Excerpts of location labeling data:
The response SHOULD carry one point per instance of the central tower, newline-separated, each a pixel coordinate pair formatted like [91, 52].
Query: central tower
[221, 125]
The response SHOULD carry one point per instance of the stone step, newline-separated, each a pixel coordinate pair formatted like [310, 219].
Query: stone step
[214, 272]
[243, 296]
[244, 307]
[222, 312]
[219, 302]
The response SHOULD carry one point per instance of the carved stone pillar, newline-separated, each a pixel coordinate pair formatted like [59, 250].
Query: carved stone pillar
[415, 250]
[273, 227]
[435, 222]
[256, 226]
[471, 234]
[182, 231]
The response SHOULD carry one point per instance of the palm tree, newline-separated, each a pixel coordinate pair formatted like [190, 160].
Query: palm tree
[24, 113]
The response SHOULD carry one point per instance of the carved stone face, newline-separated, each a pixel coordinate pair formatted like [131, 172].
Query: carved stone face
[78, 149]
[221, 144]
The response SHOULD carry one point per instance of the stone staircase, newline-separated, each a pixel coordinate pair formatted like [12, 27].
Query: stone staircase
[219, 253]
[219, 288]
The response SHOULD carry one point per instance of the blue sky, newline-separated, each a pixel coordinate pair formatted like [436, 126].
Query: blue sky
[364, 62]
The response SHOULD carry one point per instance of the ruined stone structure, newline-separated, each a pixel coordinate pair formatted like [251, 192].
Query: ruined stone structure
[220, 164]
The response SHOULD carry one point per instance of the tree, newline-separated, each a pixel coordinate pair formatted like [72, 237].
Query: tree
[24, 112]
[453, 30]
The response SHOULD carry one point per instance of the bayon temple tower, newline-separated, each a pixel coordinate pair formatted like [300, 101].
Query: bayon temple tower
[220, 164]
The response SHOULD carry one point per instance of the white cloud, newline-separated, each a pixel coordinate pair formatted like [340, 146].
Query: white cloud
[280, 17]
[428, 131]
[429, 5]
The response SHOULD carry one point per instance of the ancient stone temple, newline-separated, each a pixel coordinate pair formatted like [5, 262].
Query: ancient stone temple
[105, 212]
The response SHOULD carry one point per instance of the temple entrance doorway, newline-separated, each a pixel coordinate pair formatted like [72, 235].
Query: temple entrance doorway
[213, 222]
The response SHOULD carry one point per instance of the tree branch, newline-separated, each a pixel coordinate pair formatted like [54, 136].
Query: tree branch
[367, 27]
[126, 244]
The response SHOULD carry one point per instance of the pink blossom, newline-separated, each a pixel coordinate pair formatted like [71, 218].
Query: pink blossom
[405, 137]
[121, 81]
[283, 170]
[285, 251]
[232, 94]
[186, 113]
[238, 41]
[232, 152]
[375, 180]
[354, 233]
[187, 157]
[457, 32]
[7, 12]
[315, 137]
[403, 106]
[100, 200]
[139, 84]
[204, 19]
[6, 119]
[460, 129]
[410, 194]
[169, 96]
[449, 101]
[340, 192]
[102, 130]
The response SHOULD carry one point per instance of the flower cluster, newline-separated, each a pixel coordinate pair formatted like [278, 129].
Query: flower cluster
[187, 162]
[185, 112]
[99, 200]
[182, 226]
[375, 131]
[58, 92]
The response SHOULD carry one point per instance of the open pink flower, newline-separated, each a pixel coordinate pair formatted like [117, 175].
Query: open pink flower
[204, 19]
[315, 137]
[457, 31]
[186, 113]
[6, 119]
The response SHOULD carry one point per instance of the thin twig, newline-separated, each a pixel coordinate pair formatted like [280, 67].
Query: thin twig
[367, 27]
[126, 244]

Directions for this task: Copy every line of the listing above word for word, keeping the original order.

Response to the task:
The response SHOULD carry one point per instance of the central tower, newline-separated, each a pixel coordinate pair formatted like [91, 52].
Query: central tower
[221, 125]
The response SHOULD carry one point per instance of the stone step, newline-separated, each a pixel coordinate pair formatted like [310, 219].
Query: stone step
[214, 272]
[243, 296]
[244, 307]
[222, 312]
[219, 302]
The response SHOULD carry one point per instance of the carved stone pillar, newline-separated, each a pixel coordinate pair formatted like [59, 250].
Query: carved stone pillar
[415, 250]
[273, 227]
[435, 222]
[256, 226]
[471, 234]
[182, 231]
The response SHOULD carry one point per instance of the palm tree, newline-separated, each a pixel coordinate pair formatted like [190, 160].
Query: palm tree
[24, 113]
The response SHOULD carry one point per instance of the carved stone face, newline-separated, each a pixel coordinate pair formatted like [131, 172].
Query: carved stone face
[78, 149]
[221, 144]
The response SHOULD carry one point per instance of the stone staircase, newline-separated, each a pixel coordinate pair formatted like [12, 27].
Query: stone staircase
[219, 253]
[219, 288]
The response SHOULD carry one point per instance of the blue sky, newline-separated, each a pixel coordinate pair formatted like [436, 126].
Query: blue sky
[364, 62]
The response SHOULD carry one point per instance of the ruined stone structure, newline-separated, each a pixel coordinate pair formatted like [251, 192].
Query: ruined stone structure
[220, 164]
The response SHOULD carry one point per instance of the tree, newline-separated, each a pixel coordinate pair formatted like [72, 237].
Query: tree
[24, 112]
[453, 30]
The response SHOULD carry one point per instance of the bayon temple tower, newline-separated, each a pixel coordinate pair formatted like [300, 101].
Query: bayon temple tower
[220, 164]
The response SHOULD carry one point per instance of the white cloud, newline-separated, each a pixel coordinate pair formatted like [340, 146].
Query: white cloud
[280, 17]
[428, 131]
[429, 5]
The response SHOULD carry one point per instance of the ancient stone temple, newline-separated, each a pixel coordinate pair formatted like [5, 262].
Query: ancient stone temple
[105, 212]
The response SHOULD carry one point per instance of the temple entrance doorway, newline-separated, each a pixel coordinate pair formatted like [72, 235].
Query: temple entrance doorway
[213, 222]
The response SHOULD carry one point per instance of the tree branch, newline-separated, each a pixel coordinate pair formatted like [54, 136].
Query: tree branch
[367, 27]
[126, 244]
The response SHOULD carry one point per instance of the pink blossom, newline-separated, each a pixel coordinate pair formatted like [71, 218].
Query: pink blossom
[405, 137]
[121, 81]
[283, 170]
[285, 251]
[232, 94]
[186, 113]
[238, 41]
[232, 152]
[375, 180]
[354, 233]
[187, 157]
[457, 32]
[7, 12]
[315, 137]
[403, 106]
[100, 200]
[139, 84]
[204, 19]
[6, 119]
[460, 129]
[410, 194]
[169, 96]
[449, 101]
[340, 192]
[102, 130]
The response SHOULD carry one point per instance of the flower cluster, newline-separated, each a pixel coordinate pair formatted like [278, 129].
Query: flower cluster
[187, 162]
[185, 112]
[99, 200]
[182, 226]
[375, 131]
[58, 92]
The response SHOULD carry one point per instance of the open pink flower, newline-separated, each a pixel coordinate pair formatted like [117, 175].
Query: open pink flower
[204, 19]
[315, 137]
[457, 31]
[186, 113]
[6, 119]
The response SHOULD carry one point per instance of the thin twig, newline-separated, each a pixel coordinate pair formatted like [280, 67].
Query: thin twig
[367, 27]
[126, 244]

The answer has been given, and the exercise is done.